-- TASK STATEMENT --
Reproduce, word for word, the entries from the line with "Identify the whitewashed" up to and including the line with "<point>148,306</point>".

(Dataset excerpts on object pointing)
[Start]
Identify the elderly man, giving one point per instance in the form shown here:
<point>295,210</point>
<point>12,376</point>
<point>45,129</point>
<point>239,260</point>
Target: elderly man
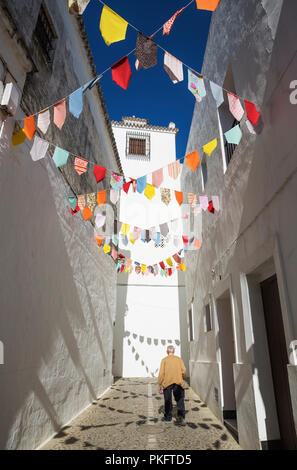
<point>172,371</point>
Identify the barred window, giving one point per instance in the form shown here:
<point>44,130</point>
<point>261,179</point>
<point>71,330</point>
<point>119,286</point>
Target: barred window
<point>137,146</point>
<point>44,35</point>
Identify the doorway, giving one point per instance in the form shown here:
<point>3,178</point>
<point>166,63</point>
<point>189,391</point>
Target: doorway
<point>279,360</point>
<point>227,352</point>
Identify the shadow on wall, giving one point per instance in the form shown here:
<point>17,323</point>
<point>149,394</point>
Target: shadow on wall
<point>54,320</point>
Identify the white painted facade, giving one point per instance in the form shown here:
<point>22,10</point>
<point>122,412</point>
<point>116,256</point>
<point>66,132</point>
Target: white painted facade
<point>151,310</point>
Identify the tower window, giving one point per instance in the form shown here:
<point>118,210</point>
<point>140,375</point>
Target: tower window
<point>138,146</point>
<point>44,35</point>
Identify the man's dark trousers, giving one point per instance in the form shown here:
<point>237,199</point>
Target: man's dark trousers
<point>179,395</point>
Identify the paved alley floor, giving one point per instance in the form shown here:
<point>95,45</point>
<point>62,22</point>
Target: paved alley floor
<point>129,416</point>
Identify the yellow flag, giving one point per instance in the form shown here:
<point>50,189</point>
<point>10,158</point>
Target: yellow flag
<point>113,28</point>
<point>125,228</point>
<point>106,249</point>
<point>209,148</point>
<point>18,138</point>
<point>143,268</point>
<point>149,191</point>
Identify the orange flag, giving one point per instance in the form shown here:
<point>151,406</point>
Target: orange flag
<point>210,5</point>
<point>193,160</point>
<point>87,213</point>
<point>29,127</point>
<point>99,239</point>
<point>60,113</point>
<point>179,196</point>
<point>101,197</point>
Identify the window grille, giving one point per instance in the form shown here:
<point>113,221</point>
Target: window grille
<point>138,146</point>
<point>44,35</point>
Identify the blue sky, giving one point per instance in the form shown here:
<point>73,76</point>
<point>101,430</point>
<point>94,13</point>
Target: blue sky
<point>150,93</point>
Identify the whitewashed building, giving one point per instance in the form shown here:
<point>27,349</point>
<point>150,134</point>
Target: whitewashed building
<point>242,286</point>
<point>151,310</point>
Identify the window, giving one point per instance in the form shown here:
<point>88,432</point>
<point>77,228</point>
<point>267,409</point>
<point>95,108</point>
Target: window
<point>138,146</point>
<point>207,319</point>
<point>44,35</point>
<point>226,119</point>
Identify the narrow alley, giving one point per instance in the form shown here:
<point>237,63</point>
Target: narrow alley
<point>129,417</point>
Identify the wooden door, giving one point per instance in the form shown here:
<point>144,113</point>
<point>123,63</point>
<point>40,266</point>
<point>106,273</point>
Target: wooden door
<point>279,361</point>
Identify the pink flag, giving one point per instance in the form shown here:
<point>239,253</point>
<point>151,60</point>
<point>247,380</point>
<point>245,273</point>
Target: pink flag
<point>80,165</point>
<point>60,113</point>
<point>235,106</point>
<point>157,178</point>
<point>174,169</point>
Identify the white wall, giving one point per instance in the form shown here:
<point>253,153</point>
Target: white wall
<point>148,306</point>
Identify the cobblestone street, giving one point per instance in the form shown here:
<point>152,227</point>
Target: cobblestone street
<point>129,416</point>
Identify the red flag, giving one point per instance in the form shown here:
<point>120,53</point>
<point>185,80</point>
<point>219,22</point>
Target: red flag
<point>252,112</point>
<point>121,72</point>
<point>99,173</point>
<point>210,207</point>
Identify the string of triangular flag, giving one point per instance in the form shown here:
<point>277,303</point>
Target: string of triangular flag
<point>146,50</point>
<point>125,263</point>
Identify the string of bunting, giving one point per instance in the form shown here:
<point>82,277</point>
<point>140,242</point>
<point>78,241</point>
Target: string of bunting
<point>126,264</point>
<point>113,29</point>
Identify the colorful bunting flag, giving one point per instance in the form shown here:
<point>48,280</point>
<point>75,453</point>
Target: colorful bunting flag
<point>252,113</point>
<point>168,25</point>
<point>157,178</point>
<point>99,173</point>
<point>43,121</point>
<point>234,135</point>
<point>203,202</point>
<point>114,196</point>
<point>29,127</point>
<point>141,184</point>
<point>196,85</point>
<point>165,195</point>
<point>87,213</point>
<point>60,113</point>
<point>173,67</point>
<point>101,197</point>
<point>121,72</point>
<point>146,51</point>
<point>210,5</point>
<point>174,169</point>
<point>76,102</point>
<point>235,106</point>
<point>149,191</point>
<point>179,195</point>
<point>81,201</point>
<point>60,157</point>
<point>210,147</point>
<point>217,93</point>
<point>193,160</point>
<point>80,165</point>
<point>113,28</point>
<point>39,148</point>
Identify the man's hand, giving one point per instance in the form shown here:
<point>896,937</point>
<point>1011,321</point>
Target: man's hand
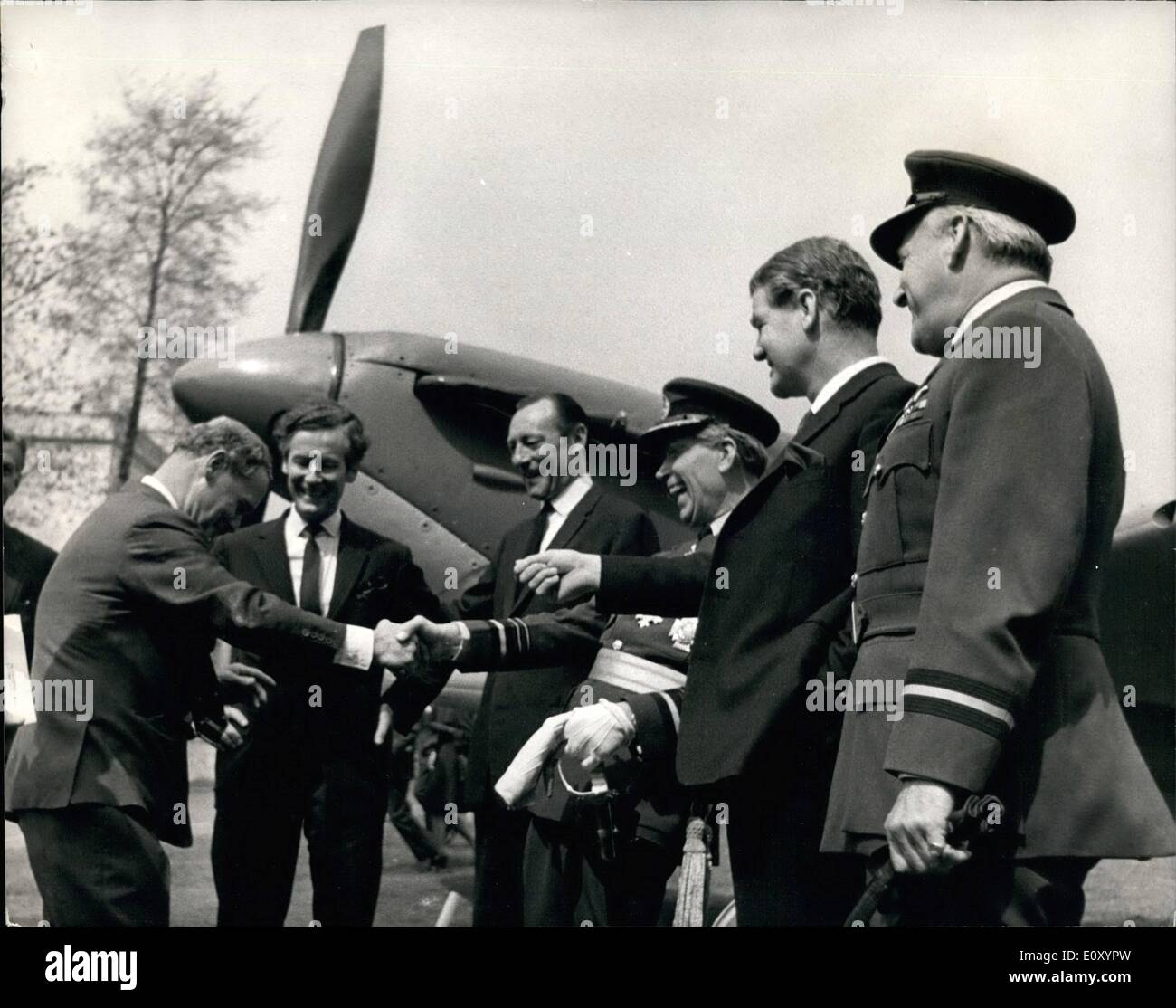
<point>436,642</point>
<point>253,680</point>
<point>917,828</point>
<point>575,573</point>
<point>596,732</point>
<point>384,724</point>
<point>388,651</point>
<point>236,724</point>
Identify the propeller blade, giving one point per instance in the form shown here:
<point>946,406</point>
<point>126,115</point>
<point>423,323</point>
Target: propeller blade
<point>340,186</point>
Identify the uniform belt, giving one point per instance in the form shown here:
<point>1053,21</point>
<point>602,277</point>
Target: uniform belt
<point>635,674</point>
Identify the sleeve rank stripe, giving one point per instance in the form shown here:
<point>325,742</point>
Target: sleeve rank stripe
<point>963,685</point>
<point>961,714</point>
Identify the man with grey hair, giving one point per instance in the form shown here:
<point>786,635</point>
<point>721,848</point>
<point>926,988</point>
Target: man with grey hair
<point>130,609</point>
<point>991,509</point>
<point>775,594</point>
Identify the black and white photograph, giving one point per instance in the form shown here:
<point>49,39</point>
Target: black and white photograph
<point>502,463</point>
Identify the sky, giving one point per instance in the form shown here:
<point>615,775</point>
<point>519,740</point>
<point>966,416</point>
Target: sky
<point>593,184</point>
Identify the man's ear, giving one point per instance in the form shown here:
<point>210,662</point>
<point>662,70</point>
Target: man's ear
<point>215,463</point>
<point>730,453</point>
<point>810,307</point>
<point>957,239</point>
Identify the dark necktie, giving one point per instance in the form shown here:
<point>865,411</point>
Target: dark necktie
<point>536,538</point>
<point>806,424</point>
<point>312,568</point>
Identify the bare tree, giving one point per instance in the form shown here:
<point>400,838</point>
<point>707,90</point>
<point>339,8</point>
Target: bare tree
<point>33,258</point>
<point>164,218</point>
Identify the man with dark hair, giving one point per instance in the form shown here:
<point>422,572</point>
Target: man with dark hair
<point>774,597</point>
<point>575,513</point>
<point>128,615</point>
<point>26,562</point>
<point>712,447</point>
<point>991,509</point>
<point>309,762</point>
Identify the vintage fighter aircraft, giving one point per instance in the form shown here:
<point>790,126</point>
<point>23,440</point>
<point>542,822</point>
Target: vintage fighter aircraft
<point>438,477</point>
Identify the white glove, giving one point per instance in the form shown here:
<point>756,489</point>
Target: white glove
<point>599,730</point>
<point>517,785</point>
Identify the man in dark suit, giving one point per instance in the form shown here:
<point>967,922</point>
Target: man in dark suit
<point>575,514</point>
<point>309,761</point>
<point>26,562</point>
<point>129,613</point>
<point>775,595</point>
<point>991,514</point>
<point>710,443</point>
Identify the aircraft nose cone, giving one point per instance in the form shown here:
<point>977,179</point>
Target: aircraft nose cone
<point>261,379</point>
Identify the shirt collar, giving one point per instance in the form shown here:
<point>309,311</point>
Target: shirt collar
<point>164,492</point>
<point>571,495</point>
<point>994,298</point>
<point>841,377</point>
<point>295,525</point>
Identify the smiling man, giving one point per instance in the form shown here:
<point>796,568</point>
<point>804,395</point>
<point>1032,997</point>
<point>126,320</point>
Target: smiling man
<point>712,448</point>
<point>574,513</point>
<point>312,760</point>
<point>133,604</point>
<point>776,592</point>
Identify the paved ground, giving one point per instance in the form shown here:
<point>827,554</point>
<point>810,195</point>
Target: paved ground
<point>1143,891</point>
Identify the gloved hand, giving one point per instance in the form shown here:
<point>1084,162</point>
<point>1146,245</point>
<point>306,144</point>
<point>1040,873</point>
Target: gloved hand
<point>599,730</point>
<point>517,785</point>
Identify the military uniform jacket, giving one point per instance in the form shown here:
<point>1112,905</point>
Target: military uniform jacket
<point>133,606</point>
<point>991,513</point>
<point>516,703</point>
<point>580,632</point>
<point>774,595</point>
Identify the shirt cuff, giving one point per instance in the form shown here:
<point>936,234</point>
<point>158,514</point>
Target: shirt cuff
<point>357,650</point>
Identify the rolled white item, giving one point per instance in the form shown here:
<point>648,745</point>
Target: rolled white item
<point>594,725</point>
<point>517,785</point>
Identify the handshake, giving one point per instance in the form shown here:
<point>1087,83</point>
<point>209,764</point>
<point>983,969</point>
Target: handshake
<point>416,646</point>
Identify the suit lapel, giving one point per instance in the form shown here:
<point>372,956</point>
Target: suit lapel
<point>348,566</point>
<point>848,392</point>
<point>271,560</point>
<point>572,525</point>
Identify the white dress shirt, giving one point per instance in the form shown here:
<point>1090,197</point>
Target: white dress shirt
<point>839,380</point>
<point>563,505</point>
<point>994,298</point>
<point>359,642</point>
<point>294,529</point>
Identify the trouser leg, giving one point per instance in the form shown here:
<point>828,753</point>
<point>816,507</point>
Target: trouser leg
<point>97,866</point>
<point>500,838</point>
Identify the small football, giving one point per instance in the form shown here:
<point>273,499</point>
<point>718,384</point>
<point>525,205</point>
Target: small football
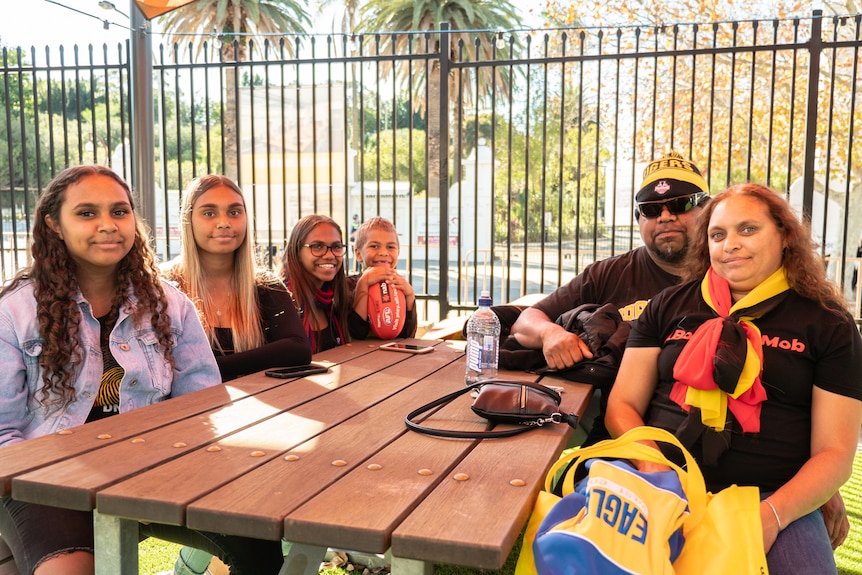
<point>386,310</point>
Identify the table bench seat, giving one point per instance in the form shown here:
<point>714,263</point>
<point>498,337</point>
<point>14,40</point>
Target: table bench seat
<point>7,564</point>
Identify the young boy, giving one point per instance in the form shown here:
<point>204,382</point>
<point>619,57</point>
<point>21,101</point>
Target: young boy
<point>377,249</point>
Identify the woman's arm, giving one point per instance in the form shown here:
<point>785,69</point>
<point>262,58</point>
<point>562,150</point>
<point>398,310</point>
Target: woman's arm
<point>631,394</point>
<point>14,391</point>
<point>195,366</point>
<point>835,424</point>
<point>632,390</point>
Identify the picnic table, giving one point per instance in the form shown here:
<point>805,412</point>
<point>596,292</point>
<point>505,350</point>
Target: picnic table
<point>323,461</point>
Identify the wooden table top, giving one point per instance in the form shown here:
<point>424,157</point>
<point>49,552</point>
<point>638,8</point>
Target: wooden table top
<point>323,460</point>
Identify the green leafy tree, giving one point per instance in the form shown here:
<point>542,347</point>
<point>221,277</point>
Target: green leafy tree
<point>234,21</point>
<point>464,17</point>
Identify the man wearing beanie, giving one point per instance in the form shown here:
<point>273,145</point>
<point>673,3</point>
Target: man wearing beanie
<point>667,203</point>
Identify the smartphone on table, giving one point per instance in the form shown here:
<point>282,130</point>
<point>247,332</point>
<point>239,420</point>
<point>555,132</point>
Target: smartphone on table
<point>296,370</point>
<point>406,347</point>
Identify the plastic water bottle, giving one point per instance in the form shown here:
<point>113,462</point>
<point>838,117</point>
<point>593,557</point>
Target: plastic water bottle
<point>483,342</point>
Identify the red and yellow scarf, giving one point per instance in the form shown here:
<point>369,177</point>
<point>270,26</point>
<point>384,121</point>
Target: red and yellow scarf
<point>720,366</point>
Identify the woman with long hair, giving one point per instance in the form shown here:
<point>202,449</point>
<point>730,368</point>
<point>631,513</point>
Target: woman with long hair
<point>313,269</point>
<point>248,316</point>
<point>87,331</point>
<point>756,365</point>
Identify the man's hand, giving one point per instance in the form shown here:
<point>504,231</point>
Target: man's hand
<point>835,517</point>
<point>561,348</point>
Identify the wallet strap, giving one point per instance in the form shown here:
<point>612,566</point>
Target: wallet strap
<point>572,420</point>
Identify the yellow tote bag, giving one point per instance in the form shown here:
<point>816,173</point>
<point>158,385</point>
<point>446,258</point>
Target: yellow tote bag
<point>723,532</point>
<point>729,537</point>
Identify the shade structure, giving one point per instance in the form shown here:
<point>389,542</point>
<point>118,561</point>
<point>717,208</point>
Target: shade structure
<point>153,8</point>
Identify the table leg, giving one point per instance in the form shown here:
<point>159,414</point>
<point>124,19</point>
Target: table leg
<point>402,566</point>
<point>303,559</point>
<point>116,542</point>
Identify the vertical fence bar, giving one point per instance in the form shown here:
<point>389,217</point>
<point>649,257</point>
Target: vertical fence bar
<point>444,54</point>
<point>815,47</point>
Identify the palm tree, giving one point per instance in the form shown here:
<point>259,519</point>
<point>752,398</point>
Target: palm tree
<point>466,16</point>
<point>234,21</point>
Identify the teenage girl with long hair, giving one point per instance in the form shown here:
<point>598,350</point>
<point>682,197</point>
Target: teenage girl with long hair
<point>87,331</point>
<point>248,316</point>
<point>313,267</point>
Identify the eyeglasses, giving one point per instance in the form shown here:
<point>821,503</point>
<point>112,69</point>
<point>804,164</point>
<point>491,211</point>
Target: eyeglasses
<point>319,249</point>
<point>675,206</point>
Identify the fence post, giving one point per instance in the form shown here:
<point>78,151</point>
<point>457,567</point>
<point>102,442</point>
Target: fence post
<point>444,168</point>
<point>141,107</point>
<point>815,46</point>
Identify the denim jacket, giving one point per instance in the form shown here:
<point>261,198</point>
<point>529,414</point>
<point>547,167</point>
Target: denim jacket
<point>147,377</point>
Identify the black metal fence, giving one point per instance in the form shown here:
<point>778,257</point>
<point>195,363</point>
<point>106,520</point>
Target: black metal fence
<point>532,176</point>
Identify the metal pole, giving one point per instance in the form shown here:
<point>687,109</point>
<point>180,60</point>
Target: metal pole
<point>443,102</point>
<point>141,103</point>
<point>815,48</point>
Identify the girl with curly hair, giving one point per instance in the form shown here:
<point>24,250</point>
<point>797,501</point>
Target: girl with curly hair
<point>87,331</point>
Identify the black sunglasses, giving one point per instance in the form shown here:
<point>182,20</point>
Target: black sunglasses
<point>679,205</point>
<point>319,249</point>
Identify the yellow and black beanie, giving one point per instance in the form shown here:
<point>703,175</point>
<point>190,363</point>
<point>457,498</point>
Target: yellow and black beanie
<point>670,176</point>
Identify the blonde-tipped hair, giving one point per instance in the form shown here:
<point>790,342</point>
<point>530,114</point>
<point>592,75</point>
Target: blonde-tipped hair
<point>191,277</point>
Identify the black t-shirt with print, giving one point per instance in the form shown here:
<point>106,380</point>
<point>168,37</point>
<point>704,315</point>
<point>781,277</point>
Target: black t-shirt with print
<point>108,399</point>
<point>627,281</point>
<point>804,346</point>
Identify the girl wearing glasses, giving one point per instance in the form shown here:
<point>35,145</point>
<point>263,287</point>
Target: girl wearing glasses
<point>248,316</point>
<point>313,268</point>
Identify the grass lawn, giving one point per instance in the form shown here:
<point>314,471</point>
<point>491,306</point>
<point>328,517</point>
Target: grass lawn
<point>158,555</point>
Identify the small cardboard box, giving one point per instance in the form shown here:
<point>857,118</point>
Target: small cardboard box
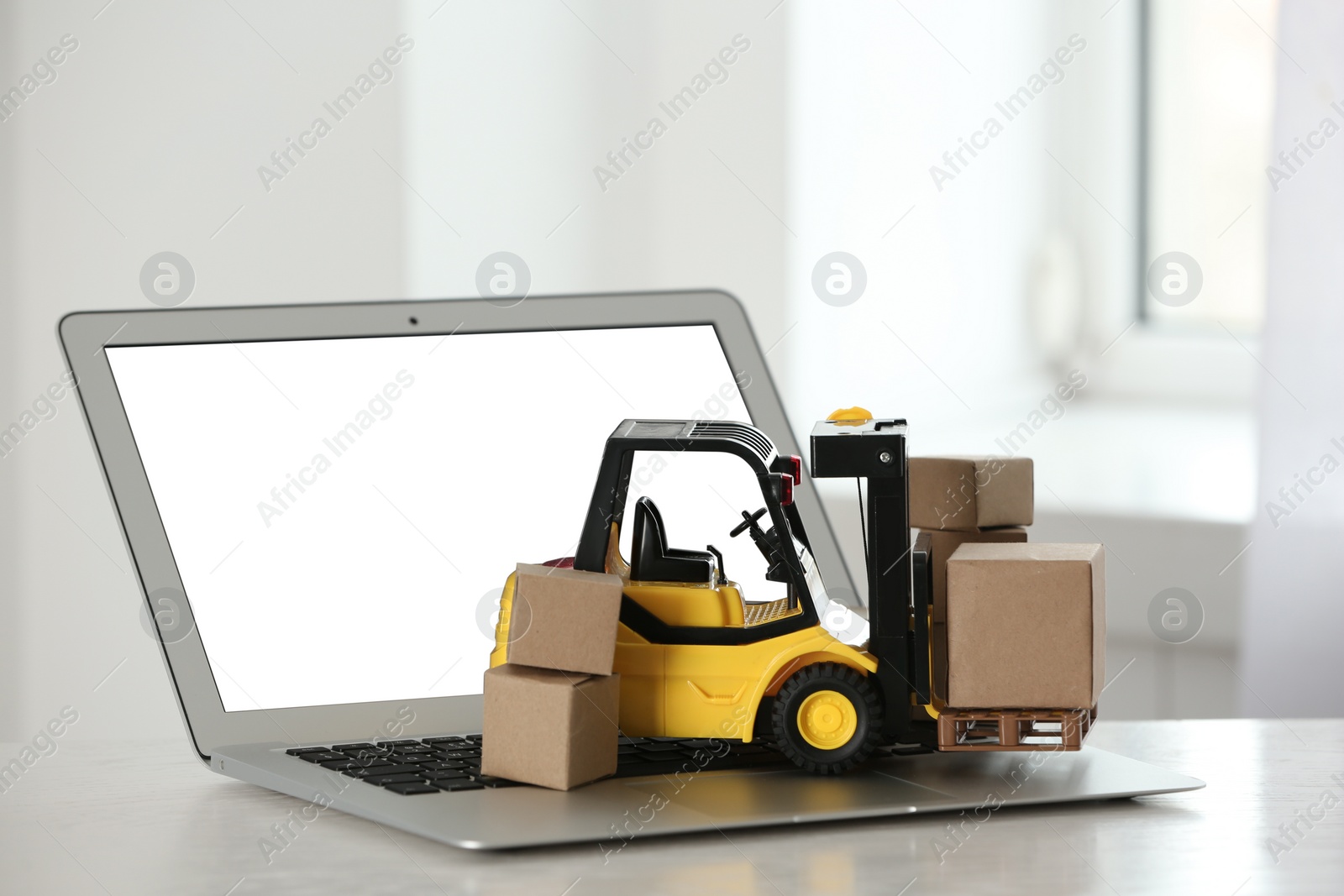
[End]
-- RESPONSE --
Identify the whitewashed building, giving one point per instance in the form shown here:
<point>27,349</point>
<point>150,134</point>
Target: whitewashed building
<point>242,286</point>
<point>151,310</point>
Identify the window, giving one point per instance in the form shown here:
<point>88,432</point>
<point>77,228</point>
<point>267,409</point>
<point>95,108</point>
Target: window
<point>138,146</point>
<point>207,319</point>
<point>44,35</point>
<point>226,119</point>
Identify the narrow alley, giving one point per instance in the form shown here:
<point>237,63</point>
Target: narrow alley
<point>129,417</point>
Identify the wooden door, giving one point per instance in the form shown here:
<point>144,113</point>
<point>123,63</point>
<point>40,266</point>
<point>106,273</point>
Target: wooden door
<point>279,361</point>
Identify the pink flag, giving one point per instance in the form shown here:
<point>239,253</point>
<point>151,60</point>
<point>247,380</point>
<point>245,273</point>
Target: pink flag
<point>80,165</point>
<point>60,113</point>
<point>235,106</point>
<point>157,178</point>
<point>174,169</point>
Identify the white wall, giving one point per instance in the form shown here:
<point>253,153</point>
Target: white wall
<point>148,306</point>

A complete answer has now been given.